[Stored items]
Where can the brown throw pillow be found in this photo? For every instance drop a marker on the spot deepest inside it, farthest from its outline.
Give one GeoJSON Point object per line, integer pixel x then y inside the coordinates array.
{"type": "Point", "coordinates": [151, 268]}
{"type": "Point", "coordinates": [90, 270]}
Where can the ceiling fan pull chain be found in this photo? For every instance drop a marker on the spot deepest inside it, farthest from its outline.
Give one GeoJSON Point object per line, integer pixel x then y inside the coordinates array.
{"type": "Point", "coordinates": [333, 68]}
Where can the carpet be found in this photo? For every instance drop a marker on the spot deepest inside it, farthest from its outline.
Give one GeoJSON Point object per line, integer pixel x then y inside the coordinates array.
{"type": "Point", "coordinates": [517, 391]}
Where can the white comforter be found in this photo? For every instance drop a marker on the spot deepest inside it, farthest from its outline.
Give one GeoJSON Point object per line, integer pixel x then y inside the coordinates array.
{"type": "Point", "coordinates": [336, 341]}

Task prompt
Copy every line of the records above without changing anything.

Result
Where can the brown throw pillow be found in this photo? For every instance drop a marker on the spot deepest inside it, farthest from its outline.
Give one GeoJSON Point object per line, integer pixel x then y inside the coordinates array.
{"type": "Point", "coordinates": [151, 268]}
{"type": "Point", "coordinates": [90, 270]}
Where can the ceiling fan pull chain be found in this photo? For every instance drop a marker on the spot deepest inside it, farthest from its outline.
Give one GeoJSON Point object per line, integer pixel x then y inside the coordinates array.
{"type": "Point", "coordinates": [333, 68]}
Where can the carpet be found in this photo? For every instance drop a marker on the spot deepest inside it, farthest from its outline.
Give one GeoJSON Point object per line, integer pixel x then y inside the coordinates array.
{"type": "Point", "coordinates": [517, 391]}
Where can the white comforter be found in this photo? For every instance drop a marker on the spot deepest inside it, farthest from its outline.
Give one GeoJSON Point object per line, integer pixel x then y inside the coordinates array.
{"type": "Point", "coordinates": [336, 341]}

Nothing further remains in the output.